= Extract to read =
_ _ _ _
It has been 481 days since Venezuelan diplomat and businessman Alex Nain Saab Moran was arrested in the ten-island West African state of Cape Verde. Saab was undertaking a humanitarian Special Mission when, during a refuelling stop, he was arrested at the request of the United States.

Now the 49-year-old father of five, who is a cancer patient, is described by his family as facing a decline in his health which, is likely to result in “irreparable harm” if left unattended. Saab potentially requires surgery, however, given the lack of specialist oncology-focussed care on offer on the Island of Sal it was in recognition of this plus his deteriorating health that the Barlavento Court of Appeal ordered on 31 August that Saab be moved to the capital city Praia on the island of Santiago. Saab’s long-time personal physician Dr. Horacio Bargiela Alvarez, when contacted in the Venezuelan capital of Caracas echoed the view of family members by saying “Sixteen months have passed without Senōr Saab being examined by an oncologist as well as other doctors who have a good understanding of his long-term medical problems. In the name of humanity, I call upon the Cape Verde police to cease and desist from preventing Alex Saab’s move to Praia.”

Alex Saab’s family, the Venezuelan government and his lawyers in Cape Verde have all written to both the President and Prime Minister of Cape Verde to strongly urge that they show leadership and moral courage to force the National Police to comply with the Barlavento Court of Appeal order of 31 August. No explanation has been forthcoming from the local National Police commander why he refuses to permit Alex Saab’s health-related move to Praia, but rumours are swirling on Sal that Minster of the Interior Paulo Rocha, a known pro-American politician, is the one responsible for truculent police response to the court order.
_ _ _ _
= Apply what you read =
(A) Reproduce the article on Alex Saab's detention in Cape Verde word for word, from "It has been" up to and including "the United States.".
(B) In the article on Alex Saab's detention in Cape Verde, condense the paragraph beginning "Now the 49-year-old father of five" into a bulleted list that keeps its main facts.
(C) Write the next part of the article on Alex Saab's detention in Cape Verde, beginning after its final sentence.

= Data for review =
_ _ _ _
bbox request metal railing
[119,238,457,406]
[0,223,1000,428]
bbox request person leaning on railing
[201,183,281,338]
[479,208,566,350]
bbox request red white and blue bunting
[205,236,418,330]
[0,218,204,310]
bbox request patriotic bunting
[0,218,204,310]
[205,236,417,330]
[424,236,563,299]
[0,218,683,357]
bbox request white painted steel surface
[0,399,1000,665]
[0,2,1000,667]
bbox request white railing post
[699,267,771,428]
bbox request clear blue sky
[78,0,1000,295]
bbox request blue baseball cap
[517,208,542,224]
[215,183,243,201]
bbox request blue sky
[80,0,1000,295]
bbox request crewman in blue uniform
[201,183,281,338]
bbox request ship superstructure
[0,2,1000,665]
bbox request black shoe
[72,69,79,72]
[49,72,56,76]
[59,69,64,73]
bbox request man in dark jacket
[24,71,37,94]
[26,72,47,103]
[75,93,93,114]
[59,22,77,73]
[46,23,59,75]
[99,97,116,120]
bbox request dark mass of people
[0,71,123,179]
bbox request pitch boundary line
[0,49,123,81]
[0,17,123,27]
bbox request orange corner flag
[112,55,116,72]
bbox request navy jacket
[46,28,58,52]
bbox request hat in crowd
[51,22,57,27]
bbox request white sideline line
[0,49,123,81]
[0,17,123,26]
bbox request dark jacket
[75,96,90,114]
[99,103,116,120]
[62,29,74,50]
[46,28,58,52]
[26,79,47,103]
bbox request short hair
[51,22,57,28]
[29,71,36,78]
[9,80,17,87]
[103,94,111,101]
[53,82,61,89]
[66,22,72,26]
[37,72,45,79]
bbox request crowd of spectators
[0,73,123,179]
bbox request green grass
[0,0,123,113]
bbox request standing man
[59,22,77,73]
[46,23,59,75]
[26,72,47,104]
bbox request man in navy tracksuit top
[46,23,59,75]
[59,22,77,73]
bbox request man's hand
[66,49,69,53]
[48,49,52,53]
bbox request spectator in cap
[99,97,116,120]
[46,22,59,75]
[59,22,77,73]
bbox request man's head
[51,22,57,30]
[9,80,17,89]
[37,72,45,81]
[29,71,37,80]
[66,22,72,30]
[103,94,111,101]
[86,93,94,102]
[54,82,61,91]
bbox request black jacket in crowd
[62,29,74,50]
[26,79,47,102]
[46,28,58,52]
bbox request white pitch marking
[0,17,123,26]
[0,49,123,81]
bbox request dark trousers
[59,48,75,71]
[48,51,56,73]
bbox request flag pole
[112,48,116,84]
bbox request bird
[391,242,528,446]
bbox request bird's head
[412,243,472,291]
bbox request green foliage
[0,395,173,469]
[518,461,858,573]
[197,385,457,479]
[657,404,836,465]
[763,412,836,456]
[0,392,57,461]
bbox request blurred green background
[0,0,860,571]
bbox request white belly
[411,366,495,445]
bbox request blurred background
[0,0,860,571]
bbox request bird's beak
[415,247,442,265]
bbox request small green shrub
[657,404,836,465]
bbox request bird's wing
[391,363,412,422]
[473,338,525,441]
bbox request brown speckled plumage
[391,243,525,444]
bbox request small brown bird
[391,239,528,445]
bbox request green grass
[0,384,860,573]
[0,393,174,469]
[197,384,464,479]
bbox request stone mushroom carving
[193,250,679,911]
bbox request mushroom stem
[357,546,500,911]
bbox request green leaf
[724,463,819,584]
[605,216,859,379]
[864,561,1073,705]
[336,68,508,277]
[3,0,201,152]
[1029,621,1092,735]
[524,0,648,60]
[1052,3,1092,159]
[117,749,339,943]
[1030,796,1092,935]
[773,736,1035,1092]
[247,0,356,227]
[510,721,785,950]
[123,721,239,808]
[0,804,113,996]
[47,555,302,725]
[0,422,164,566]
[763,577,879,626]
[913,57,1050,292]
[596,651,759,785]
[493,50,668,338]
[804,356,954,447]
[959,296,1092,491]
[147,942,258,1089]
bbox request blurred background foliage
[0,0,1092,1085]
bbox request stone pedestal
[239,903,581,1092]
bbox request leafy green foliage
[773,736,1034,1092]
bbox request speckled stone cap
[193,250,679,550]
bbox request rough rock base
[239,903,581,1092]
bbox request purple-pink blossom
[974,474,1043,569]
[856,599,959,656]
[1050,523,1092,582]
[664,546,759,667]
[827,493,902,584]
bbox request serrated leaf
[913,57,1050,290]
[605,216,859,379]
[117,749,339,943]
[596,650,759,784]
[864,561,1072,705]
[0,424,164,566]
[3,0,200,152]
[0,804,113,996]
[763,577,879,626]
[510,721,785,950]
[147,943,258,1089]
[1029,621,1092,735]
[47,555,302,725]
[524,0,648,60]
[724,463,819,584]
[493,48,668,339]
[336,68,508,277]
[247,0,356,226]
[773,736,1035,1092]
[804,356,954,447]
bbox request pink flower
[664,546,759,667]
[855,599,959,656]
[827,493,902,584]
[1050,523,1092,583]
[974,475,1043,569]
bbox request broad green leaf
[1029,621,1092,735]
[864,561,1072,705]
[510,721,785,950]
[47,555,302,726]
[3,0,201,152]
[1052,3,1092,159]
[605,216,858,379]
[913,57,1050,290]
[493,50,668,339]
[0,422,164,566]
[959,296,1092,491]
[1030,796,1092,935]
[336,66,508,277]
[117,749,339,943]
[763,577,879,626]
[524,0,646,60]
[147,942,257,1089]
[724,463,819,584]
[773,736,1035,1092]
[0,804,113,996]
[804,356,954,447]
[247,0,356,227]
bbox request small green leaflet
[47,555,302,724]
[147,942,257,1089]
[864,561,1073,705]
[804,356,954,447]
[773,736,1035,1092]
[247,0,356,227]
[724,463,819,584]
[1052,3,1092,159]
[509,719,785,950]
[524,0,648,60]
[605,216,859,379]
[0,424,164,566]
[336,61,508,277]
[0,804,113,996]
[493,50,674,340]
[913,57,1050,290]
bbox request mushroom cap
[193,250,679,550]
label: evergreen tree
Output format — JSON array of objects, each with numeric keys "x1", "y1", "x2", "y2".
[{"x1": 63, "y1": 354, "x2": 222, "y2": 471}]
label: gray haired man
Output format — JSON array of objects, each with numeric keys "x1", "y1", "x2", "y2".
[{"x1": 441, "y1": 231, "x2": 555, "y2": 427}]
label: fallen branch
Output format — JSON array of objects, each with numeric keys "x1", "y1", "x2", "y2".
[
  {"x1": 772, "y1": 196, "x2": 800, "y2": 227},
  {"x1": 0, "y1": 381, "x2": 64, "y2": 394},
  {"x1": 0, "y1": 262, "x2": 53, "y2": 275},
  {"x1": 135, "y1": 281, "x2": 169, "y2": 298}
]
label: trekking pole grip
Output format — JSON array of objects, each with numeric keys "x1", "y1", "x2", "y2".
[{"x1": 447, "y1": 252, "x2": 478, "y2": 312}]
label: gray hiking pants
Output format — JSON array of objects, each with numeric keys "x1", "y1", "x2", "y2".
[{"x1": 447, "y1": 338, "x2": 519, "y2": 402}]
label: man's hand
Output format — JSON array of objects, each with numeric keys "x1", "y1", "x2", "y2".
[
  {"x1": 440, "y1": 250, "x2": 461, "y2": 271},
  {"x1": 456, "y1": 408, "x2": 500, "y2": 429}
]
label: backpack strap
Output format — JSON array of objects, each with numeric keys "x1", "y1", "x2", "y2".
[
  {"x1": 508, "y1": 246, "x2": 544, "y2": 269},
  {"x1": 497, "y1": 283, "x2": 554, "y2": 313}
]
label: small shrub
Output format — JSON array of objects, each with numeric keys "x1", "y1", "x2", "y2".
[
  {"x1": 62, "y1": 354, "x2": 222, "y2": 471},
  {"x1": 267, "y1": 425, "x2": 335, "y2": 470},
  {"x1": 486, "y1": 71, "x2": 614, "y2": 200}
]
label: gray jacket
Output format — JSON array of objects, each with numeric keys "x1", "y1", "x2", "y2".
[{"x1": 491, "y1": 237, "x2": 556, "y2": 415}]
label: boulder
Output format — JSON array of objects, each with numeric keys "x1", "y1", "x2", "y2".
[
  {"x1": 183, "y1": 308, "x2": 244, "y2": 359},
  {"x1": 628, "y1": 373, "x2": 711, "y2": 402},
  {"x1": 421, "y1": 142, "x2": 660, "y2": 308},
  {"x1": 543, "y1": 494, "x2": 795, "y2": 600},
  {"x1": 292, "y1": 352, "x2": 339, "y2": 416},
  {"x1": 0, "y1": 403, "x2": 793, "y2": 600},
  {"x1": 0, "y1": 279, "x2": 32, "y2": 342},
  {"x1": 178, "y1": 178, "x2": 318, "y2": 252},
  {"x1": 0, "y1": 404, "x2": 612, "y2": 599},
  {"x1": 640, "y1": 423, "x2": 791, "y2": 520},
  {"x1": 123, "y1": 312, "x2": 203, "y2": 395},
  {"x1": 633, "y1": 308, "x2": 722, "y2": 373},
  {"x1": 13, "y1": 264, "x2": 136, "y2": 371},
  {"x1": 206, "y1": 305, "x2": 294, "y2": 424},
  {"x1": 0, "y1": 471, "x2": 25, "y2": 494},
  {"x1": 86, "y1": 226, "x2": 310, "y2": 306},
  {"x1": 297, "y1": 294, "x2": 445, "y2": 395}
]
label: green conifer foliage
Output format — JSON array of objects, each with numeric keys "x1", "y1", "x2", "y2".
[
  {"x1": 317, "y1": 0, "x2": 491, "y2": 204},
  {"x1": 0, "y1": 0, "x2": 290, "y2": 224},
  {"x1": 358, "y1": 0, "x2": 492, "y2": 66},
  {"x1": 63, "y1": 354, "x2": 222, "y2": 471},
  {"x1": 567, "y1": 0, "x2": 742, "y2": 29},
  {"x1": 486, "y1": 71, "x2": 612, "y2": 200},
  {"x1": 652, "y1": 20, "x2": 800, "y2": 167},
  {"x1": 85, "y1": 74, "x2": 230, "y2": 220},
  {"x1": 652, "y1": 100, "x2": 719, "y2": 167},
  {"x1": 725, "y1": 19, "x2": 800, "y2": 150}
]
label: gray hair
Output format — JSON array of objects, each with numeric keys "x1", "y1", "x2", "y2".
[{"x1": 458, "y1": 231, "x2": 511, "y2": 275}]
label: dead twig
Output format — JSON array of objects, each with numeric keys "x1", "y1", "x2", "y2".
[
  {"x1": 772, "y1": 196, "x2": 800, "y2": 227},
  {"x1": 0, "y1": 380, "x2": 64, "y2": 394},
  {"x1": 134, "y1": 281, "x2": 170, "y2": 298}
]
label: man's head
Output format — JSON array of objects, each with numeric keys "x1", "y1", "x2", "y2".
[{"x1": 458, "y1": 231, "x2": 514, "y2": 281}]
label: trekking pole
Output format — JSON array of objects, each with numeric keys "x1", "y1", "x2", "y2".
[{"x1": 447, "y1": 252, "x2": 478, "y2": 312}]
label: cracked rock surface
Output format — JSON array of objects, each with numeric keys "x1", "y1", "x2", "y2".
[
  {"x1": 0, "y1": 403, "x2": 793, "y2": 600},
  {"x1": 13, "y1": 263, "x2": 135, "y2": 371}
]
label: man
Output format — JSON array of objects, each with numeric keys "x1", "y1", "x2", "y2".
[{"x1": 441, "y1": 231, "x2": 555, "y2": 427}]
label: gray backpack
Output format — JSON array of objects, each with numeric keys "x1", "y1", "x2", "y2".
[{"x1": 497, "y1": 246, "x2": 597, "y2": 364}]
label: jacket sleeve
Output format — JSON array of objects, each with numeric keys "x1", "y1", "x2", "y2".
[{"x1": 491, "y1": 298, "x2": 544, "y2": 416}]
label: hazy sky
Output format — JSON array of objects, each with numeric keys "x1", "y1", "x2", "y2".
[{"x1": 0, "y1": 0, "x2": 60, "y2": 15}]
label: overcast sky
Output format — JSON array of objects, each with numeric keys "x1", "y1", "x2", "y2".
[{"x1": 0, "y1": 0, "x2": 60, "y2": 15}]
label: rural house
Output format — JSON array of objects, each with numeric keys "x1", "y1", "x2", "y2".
_ _ _ _
= Per-task answers =
(A)
It has been 481 days since Venezuelan diplomat and businessman Alex Nain Saab Moran was arrested in the ten-island West African state of Cape Verde. Saab was undertaking a humanitarian Special Mission when, during a refuelling stop, he was arrested at the request of the United States.

(B)
- Saab is 49, a father of five, and a cancer patient.
- His family says his health is declining and could suffer "irreparable harm" if left unattended.
- He may need surgery, but the Island of Sal lacks specialist oncology care.
- Because of this and his worsening health, the Barlavento Court of Appeal ordered on 31 August that he be moved to Praia, the capital, on the island of Santiago.
- His long-time personal physician, Dr. Horacio Bargiela Alvarez, speaking from Caracas, said Saab had gone sixteen months without being examined by an oncologist or other doctors familiar with his long-term medical problems.
- The doctor called on the Cape Verde police to stop preventing Saab's move to Praia.

(C)
“I just never associated Cape Verde with cruel and inhumane behaviour which could exist so systematically and for such a long time continue,” commented a close family member. “Cape Verde must act. Doing nothing is no longer an option. To keep Alex Saab separated from close family members, including his 5 children, for so long is appalling. Who knows how much time Alex Saab has left?”

Saab was indicted in July 2019 by the United States on allegations of corruption and money laundering stemming from a social housing project commenced during the presidency of Hugo Chavez but continued under his successor President Nicolas Maduro. Venezuela has called the interference of the United States in its domestic affairs “unilateral” and “illegal.”

“Legally, Alex Saab should be a free” man says Dr Jose Manuel Pinto Monteiro. But Cape Verde is holding him hostage for political leverage. Cape Verde’s leaders have known intimately for months about Alex Saab’s declining health and they are, therefore, fully, completely, and totally responsible for anything that happens to him now.”